[Given task]
In full and without deviation, write out the entries that follow.

--- begin Data in this exercise ---

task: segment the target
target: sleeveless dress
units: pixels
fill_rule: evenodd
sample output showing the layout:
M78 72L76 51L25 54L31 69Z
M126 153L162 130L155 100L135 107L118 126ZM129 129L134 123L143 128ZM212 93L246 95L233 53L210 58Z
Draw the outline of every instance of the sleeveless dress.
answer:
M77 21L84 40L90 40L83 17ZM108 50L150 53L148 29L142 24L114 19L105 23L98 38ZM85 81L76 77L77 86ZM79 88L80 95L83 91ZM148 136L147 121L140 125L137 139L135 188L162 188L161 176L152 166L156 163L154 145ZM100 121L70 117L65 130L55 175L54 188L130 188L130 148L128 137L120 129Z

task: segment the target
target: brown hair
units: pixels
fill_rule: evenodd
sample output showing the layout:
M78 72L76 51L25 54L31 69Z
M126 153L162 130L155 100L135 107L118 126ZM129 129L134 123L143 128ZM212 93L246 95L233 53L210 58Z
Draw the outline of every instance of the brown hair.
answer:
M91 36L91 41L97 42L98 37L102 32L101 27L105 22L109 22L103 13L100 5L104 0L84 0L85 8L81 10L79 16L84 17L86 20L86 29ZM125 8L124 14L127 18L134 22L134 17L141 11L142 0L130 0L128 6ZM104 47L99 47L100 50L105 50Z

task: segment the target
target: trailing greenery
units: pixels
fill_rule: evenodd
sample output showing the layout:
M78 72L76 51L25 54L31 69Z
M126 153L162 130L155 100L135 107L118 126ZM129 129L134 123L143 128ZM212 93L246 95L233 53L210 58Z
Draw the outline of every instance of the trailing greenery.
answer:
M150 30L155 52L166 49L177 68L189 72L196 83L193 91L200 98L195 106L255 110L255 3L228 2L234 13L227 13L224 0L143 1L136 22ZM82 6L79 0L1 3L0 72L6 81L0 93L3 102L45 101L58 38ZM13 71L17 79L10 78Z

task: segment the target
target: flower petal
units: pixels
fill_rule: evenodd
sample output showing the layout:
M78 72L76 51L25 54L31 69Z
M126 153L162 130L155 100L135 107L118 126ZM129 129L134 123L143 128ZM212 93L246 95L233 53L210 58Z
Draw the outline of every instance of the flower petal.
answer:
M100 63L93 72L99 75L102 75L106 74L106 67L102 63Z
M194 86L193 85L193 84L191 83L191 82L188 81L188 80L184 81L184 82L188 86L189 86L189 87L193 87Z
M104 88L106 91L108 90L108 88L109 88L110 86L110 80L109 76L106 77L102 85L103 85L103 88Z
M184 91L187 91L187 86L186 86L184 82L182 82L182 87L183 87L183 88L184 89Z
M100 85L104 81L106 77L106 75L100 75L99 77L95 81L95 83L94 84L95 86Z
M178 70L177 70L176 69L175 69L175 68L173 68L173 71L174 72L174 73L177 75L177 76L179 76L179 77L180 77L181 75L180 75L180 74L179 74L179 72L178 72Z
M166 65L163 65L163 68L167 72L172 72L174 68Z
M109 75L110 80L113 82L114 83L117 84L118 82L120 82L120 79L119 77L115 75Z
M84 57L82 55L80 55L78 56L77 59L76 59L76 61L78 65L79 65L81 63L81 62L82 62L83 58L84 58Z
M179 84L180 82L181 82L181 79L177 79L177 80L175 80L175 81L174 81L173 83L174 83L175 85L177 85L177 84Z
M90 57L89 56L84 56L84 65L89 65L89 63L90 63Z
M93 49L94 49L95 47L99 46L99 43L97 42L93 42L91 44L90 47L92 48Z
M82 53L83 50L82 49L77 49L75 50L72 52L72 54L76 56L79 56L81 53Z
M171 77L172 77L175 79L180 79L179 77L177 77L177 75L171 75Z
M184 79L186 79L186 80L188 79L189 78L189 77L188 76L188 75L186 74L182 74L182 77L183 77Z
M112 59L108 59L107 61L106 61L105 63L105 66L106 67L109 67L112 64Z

--- end Data in this exercise ---

[Result below]
task: segment the target
target: sleeveless dress
units: pixels
fill_rule: evenodd
sample output showing the layout:
M78 72L76 51L25 54L31 69Z
M126 153L162 130L155 100L135 107L118 126ZM129 129L134 123L143 128ZM212 93L246 95L233 53L210 58Z
Draw the outline of every instance of the sleeveless dress.
answer:
M77 21L84 40L90 40L83 17ZM108 50L150 53L148 29L142 24L114 19L105 23L98 38ZM85 81L76 77L77 86ZM79 88L80 95L83 91ZM148 136L147 121L140 125L137 139L135 188L162 188L161 176L152 166L156 163L154 145ZM100 121L70 117L65 130L55 175L54 188L130 188L130 148L128 137L120 129Z

task: segment the target
target: brown hair
units: pixels
fill_rule: evenodd
sample output showing the layout:
M78 72L76 51L25 54L31 69Z
M126 153L162 130L155 100L135 107L118 126ZM129 129L134 123L143 128ZM212 93L246 95L233 53L210 58Z
Draw the outline of every instance of the brown hair.
answer:
M91 36L91 41L97 42L98 37L102 32L101 27L105 22L109 22L103 13L100 5L104 0L84 0L85 8L81 10L79 16L84 17L86 20L86 29ZM125 8L124 14L127 18L134 22L134 17L141 11L142 0L130 0L128 6ZM104 47L99 47L100 50L105 50Z

task: segment the target
target: trailing greenery
units: pixels
fill_rule: evenodd
sample output showing the layout:
M78 72L76 51L25 54L31 69Z
M126 153L162 130L155 100L135 107L118 126ZM129 129L134 123L143 128ZM212 93L246 95L233 53L210 58Z
Draw the outline of every instance of the trailing greenery.
answer:
M150 30L155 52L166 49L177 68L189 72L196 83L193 91L200 98L195 106L255 110L255 3L228 2L234 13L227 13L224 0L143 1L136 22ZM82 6L79 0L1 3L0 72L6 81L0 93L3 102L45 101L58 38ZM13 71L17 79L10 78Z

task: segment the target
target: flower petal
units: pixels
fill_rule: evenodd
sample output showing the layout:
M78 72L76 51L25 54L31 69Z
M126 153L162 130L155 100L135 107L118 126ZM129 129L134 123L143 128ZM212 93L246 95L233 53L210 58Z
Draw the outline of every instance of the flower petal.
answer:
M100 63L93 72L99 75L102 75L106 74L106 67L102 63Z
M194 86L193 85L193 84L191 83L191 82L188 81L188 80L184 81L184 82L188 86L189 86L189 87L193 87Z
M104 88L106 91L108 90L108 88L109 88L110 86L110 80L109 76L106 77L102 85L103 85L103 88Z
M184 91L187 91L187 86L186 86L184 82L182 82L182 87L183 87L183 88L184 89Z
M100 85L104 81L106 77L106 75L100 75L99 77L95 81L95 83L94 84L95 86Z
M178 70L177 70L176 69L175 69L175 68L173 68L173 71L174 72L174 73L177 75L177 76L179 76L179 77L180 77L181 75L180 75L180 74L179 74L179 72L178 72Z
M166 65L163 65L163 68L167 72L172 72L174 68Z
M109 75L110 80L113 82L114 83L117 84L118 82L120 82L120 79L119 77L115 75Z
M84 57L82 55L80 55L78 56L77 59L76 59L76 61L78 65L79 65L81 63L81 62L82 62L83 58L84 58Z
M179 84L180 82L181 82L181 79L177 79L177 80L175 80L175 81L174 81L173 83L174 83L175 85L177 85L177 84Z
M90 57L89 56L84 56L84 65L89 65L89 63L90 63Z
M93 49L94 49L95 47L99 46L99 43L97 42L93 42L91 44L90 47L92 48Z
M82 53L83 50L82 49L77 49L75 50L72 52L72 54L76 56L79 56L81 53Z
M171 77L172 77L175 79L180 79L179 77L177 77L177 75L171 75Z
M184 79L186 79L186 80L188 79L189 78L189 77L188 76L188 75L186 74L182 74L182 77L183 77Z
M112 59L108 59L107 61L106 61L105 63L105 66L106 67L109 67L112 64Z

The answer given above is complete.